● TEXT
==*==
Jim Henson Company Lot
The Jim Henson Company Lot is a studio property located just south of the southeast corner of North La Brea Avenue and Sunset Boulevard in Hollywood. It was built in 1917 by film star Charlie Chaplin. After being sold by Chaplin in 1953, the property went through several changes in ownership and has served at various times as Kling Studios, the Red Skelton Studios, the shooting location for the Adventures of Superman and Perry Mason television series, as the headquarters for A&M Records and The Jim Henson Company. In 1969, it was designated as a Los Angeles Historic-Cultural Monument. In October 1917, Charlie Chaplin announced plans to build his own film studio at the southeast corner of La Brea and Sunset Boulevard. In his autobiography, Chaplin described the decision as follows: At the end of the Mutual contract, I was anxious to get started with First National, but we had no studio. I decided to build one; the site was the corner of Sunset and La Brea and had a fine ten-room house and five acres of lemon and peach trees.
We built a perfect unit, complete with developing plant, cutting room, offices. Chaplin purchased the site from R. S. McClellan, who lived on the site and had a large grove of orange trees on the property; the lot had 300 feet of 600 feet on La Brea, extending south to De Longpre. Chaplin announced he would make his home on the northern part of the property, build his own motion picture plant on the south part of the property, cornering at La Brea and De Longpre. Chaplin's plans for six English-style buildings, "arranged as to give the effect of a picturesque English village street," were published in the Los Angeles Times in October 1917; the plans were prepared by the Milwaukee Building Company, the total investment was estimated to be in the region of $100,000. The layout of the buildings was described by the Los Angeles Times in 2002 as a "fairy-tale cottage complex." Another writer has described the style as "eccentric Peter Pan architecture."The location was at that time a residential neighborhood, Chaplin's application for a building permit was opposed by area residents, some of whom complained that it was too near the Hollywood High School.
==*==
● OBJECTIVE
According to the text on the Jim Henson Company Lot, which company prepared Chaplin's plans for the six English-style buildings?

● DATA SHOWN
==*==
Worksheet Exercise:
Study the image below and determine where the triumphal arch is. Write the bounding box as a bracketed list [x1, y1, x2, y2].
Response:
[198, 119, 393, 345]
==*==
● FINISHED EXERCISE
The Milwaukee Building Company